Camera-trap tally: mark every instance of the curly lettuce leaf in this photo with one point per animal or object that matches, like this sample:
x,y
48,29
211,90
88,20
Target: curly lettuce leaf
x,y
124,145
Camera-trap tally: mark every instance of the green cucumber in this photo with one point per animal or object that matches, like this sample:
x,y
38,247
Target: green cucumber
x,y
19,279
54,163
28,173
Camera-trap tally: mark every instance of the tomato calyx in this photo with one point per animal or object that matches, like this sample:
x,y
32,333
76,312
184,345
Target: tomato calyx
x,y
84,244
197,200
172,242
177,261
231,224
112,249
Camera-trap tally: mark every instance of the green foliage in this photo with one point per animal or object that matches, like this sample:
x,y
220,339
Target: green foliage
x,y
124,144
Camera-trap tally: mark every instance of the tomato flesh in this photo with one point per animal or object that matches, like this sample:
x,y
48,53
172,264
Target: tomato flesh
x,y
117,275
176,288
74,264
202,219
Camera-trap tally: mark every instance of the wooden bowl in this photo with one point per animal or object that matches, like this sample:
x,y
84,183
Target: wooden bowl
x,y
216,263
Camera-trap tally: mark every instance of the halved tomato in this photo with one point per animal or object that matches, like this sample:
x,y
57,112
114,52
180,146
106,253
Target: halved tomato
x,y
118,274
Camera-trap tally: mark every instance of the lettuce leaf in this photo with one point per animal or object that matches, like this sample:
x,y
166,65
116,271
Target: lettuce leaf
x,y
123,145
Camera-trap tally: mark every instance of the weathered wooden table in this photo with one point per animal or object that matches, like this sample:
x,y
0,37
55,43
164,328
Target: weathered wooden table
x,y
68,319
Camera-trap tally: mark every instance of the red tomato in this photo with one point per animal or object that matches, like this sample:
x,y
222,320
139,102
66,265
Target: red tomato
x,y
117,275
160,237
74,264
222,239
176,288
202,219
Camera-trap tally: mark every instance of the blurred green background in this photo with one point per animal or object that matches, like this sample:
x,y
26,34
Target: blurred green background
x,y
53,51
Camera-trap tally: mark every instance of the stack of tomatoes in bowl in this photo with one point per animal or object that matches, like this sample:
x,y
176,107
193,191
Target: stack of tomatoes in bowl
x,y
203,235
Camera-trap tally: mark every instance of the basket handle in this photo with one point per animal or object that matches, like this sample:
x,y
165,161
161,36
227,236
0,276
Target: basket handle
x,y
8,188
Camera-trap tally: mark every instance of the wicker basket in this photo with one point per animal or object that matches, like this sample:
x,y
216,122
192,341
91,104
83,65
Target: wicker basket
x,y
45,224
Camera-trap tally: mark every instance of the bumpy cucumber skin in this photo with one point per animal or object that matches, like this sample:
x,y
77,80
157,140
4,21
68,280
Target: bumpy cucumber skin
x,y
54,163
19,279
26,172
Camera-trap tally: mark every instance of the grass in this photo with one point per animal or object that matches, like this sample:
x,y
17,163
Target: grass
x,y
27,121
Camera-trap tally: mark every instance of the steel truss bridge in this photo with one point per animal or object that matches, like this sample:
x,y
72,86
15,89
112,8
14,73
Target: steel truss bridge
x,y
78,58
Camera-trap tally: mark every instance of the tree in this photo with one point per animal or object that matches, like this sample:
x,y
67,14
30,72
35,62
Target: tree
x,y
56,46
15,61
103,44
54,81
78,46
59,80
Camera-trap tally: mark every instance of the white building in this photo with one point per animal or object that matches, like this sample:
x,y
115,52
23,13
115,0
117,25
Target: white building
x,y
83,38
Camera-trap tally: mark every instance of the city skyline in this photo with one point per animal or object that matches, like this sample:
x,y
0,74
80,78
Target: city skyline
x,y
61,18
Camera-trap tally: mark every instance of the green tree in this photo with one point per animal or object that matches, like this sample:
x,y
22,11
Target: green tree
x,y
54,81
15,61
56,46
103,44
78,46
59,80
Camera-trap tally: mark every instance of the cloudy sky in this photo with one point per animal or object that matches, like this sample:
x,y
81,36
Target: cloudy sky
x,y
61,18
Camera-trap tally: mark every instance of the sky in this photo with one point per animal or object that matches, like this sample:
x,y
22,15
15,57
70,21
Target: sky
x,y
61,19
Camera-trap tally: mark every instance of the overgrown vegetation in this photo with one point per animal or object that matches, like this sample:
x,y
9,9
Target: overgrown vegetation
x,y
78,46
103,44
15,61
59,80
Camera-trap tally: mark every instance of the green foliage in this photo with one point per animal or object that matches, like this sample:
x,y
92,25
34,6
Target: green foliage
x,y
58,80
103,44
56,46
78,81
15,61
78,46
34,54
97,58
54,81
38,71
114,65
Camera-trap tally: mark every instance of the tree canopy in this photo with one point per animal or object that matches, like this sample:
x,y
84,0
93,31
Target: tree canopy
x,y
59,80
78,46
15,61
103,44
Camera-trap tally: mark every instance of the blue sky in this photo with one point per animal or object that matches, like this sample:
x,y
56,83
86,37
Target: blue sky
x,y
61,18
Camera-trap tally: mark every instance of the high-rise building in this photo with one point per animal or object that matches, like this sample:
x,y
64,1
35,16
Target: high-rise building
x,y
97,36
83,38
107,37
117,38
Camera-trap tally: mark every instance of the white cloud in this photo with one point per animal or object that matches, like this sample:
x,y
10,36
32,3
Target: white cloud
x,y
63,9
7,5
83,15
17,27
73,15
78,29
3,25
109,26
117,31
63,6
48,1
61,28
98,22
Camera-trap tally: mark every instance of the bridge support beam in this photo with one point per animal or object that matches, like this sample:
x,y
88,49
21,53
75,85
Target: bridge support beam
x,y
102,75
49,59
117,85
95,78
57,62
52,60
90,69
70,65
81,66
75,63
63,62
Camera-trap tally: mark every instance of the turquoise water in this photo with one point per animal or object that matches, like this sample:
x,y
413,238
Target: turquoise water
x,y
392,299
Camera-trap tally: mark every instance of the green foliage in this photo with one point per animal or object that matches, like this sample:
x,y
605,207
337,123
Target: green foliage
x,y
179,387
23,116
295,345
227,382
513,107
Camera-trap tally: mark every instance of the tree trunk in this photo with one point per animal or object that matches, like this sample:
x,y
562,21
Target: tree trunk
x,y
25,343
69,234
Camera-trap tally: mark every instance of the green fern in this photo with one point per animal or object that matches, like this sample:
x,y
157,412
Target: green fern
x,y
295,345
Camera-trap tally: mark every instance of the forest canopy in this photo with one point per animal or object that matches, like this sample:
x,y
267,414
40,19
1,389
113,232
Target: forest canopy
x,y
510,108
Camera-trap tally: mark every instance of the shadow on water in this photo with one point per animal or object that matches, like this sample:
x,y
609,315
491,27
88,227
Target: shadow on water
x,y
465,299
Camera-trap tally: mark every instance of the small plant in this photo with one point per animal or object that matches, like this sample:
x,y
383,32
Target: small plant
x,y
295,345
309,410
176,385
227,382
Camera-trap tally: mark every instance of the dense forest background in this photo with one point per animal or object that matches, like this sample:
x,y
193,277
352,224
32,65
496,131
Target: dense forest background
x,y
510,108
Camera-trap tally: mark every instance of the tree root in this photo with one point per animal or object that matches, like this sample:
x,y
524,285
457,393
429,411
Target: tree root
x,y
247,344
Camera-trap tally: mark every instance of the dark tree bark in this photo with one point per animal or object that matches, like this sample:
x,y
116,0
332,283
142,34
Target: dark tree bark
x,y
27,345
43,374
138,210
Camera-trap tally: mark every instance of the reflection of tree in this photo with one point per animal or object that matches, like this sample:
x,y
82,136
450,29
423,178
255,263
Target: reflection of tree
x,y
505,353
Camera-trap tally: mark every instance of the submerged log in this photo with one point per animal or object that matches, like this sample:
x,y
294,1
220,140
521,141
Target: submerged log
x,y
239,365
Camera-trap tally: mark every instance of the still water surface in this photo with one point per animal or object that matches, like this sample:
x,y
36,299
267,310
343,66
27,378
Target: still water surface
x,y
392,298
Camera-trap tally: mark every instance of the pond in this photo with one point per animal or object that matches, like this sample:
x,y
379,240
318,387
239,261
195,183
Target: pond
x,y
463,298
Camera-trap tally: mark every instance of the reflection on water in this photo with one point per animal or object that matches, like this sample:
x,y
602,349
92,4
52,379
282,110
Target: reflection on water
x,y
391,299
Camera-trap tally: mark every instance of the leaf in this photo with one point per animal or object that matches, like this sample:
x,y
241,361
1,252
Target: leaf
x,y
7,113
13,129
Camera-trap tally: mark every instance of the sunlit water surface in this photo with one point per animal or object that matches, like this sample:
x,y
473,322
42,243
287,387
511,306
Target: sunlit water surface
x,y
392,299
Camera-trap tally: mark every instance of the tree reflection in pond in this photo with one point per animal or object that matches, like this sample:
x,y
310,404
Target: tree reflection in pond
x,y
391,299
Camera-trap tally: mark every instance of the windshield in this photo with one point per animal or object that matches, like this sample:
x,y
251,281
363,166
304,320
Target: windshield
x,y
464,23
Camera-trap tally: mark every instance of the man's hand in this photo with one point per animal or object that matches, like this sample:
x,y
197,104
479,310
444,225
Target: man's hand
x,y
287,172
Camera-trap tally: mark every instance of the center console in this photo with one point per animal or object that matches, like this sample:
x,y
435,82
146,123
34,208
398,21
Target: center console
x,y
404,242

==

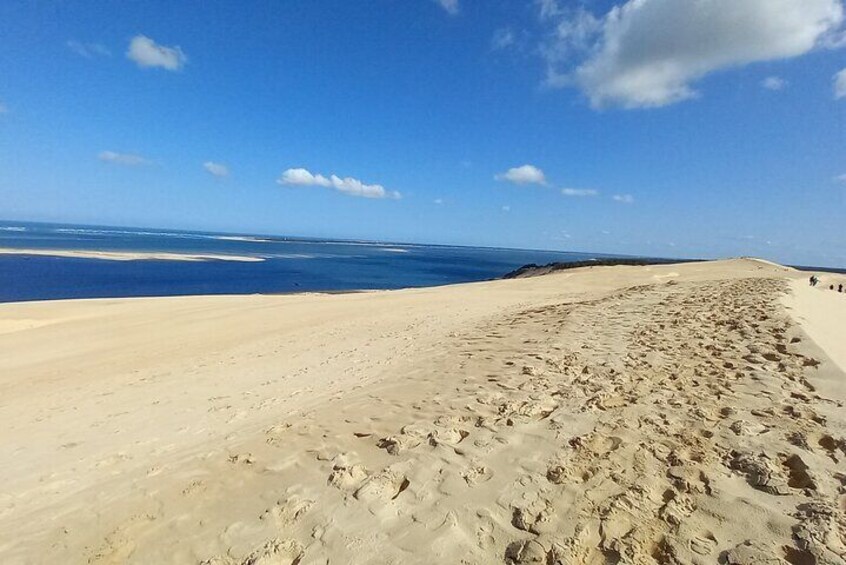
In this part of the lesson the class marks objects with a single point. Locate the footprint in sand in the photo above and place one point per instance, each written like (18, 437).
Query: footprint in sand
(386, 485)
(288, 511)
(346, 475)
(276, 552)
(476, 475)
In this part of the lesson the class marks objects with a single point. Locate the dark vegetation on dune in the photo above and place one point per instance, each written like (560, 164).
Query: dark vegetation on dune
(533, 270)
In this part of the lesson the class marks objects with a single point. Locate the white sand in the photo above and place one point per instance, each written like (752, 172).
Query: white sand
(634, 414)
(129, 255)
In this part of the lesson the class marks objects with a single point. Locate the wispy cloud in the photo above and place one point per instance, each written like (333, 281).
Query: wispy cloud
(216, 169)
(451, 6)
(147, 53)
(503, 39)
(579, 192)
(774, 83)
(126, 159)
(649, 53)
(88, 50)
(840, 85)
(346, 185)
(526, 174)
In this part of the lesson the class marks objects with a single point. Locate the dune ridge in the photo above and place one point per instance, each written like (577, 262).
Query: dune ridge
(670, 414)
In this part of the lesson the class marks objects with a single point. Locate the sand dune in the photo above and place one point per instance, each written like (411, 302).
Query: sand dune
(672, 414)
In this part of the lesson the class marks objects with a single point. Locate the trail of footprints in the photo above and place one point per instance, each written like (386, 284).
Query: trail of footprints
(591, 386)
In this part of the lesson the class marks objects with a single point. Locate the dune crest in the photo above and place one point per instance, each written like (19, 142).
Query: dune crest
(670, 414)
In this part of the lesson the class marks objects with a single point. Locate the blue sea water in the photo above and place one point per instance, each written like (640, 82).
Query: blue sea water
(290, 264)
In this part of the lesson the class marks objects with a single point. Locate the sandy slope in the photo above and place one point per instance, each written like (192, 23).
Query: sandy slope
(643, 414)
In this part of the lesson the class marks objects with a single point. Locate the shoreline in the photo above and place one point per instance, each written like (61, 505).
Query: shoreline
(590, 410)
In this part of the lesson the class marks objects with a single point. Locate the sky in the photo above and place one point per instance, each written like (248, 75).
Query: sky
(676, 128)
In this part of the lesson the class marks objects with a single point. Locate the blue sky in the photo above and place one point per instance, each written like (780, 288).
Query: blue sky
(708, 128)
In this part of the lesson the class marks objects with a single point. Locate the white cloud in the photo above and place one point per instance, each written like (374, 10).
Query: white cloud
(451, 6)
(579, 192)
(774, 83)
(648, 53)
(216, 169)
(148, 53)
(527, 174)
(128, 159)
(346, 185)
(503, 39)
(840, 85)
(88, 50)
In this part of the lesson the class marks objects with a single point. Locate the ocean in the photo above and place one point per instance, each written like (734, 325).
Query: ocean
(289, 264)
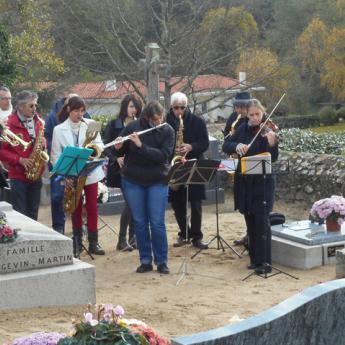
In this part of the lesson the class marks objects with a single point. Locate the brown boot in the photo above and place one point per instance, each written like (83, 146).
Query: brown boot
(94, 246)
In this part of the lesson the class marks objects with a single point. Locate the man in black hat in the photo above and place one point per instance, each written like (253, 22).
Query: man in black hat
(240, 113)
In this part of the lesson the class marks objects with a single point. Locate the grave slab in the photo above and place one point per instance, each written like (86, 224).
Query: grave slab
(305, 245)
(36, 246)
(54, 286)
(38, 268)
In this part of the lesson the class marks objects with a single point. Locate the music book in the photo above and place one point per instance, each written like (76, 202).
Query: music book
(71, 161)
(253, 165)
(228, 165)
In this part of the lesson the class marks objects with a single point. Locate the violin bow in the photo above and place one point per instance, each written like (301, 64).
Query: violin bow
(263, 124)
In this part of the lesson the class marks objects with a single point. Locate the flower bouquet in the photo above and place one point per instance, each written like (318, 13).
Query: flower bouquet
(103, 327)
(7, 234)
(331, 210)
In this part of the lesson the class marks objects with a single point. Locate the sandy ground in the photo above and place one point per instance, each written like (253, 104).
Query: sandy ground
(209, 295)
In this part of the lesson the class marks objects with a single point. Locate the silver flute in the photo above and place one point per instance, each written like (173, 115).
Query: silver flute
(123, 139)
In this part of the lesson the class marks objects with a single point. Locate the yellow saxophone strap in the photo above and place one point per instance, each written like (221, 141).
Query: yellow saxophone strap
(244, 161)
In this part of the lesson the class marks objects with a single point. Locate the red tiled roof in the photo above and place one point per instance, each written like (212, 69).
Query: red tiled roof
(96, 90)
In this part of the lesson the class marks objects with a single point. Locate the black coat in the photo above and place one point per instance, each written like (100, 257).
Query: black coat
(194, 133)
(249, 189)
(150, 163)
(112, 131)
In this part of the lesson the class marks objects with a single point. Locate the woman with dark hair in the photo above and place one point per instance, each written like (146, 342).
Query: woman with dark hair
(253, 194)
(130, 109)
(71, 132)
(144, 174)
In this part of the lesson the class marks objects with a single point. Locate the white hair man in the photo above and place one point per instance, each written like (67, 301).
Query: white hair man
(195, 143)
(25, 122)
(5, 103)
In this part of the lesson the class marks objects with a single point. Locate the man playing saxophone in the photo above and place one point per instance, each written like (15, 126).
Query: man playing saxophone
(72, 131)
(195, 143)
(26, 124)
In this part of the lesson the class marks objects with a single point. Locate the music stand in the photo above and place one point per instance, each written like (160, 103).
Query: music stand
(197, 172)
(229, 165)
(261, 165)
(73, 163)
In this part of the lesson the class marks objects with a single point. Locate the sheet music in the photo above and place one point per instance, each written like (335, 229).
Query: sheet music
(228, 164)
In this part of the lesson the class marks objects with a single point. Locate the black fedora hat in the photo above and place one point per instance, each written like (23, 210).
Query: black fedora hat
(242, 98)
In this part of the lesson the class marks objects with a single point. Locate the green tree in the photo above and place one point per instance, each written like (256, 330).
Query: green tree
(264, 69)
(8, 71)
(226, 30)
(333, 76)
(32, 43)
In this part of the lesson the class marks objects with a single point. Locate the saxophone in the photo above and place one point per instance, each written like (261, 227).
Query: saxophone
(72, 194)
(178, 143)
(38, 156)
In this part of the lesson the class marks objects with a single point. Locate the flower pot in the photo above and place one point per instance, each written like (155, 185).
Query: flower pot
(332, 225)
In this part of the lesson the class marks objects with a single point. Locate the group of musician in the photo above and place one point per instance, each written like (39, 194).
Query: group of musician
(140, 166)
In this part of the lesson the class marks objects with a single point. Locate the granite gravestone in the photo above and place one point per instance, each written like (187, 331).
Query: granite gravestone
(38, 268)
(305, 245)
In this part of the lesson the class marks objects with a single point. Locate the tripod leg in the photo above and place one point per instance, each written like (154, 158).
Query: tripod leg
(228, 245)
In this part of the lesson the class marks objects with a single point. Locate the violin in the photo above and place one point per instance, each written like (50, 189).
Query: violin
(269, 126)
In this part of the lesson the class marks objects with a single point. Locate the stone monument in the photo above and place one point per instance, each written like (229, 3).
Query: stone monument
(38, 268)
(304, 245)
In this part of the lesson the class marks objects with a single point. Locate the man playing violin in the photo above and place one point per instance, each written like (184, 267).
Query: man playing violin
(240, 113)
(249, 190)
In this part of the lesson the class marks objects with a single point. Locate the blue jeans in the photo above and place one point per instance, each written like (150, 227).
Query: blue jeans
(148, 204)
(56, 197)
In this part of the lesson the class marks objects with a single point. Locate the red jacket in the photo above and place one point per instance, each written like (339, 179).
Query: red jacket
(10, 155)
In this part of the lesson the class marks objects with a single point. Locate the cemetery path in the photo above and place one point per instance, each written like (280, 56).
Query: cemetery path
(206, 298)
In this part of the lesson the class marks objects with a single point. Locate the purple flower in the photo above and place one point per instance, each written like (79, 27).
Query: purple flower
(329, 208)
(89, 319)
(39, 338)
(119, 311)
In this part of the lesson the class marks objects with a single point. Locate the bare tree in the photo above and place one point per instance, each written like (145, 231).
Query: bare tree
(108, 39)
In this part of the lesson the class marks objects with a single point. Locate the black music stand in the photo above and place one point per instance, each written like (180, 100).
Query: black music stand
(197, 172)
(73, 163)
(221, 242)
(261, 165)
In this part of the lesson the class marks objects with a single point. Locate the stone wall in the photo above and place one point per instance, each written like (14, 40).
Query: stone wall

• **Exercise directions**:
Pick out each line of the data above that contains the word "purple", and copy those lines.

• **Full output**:
In this part of the lesson the class marks objects with a single point. Locate the purple flower in the photo above and place one point per instance, each written like (79, 27).
Query: purple flower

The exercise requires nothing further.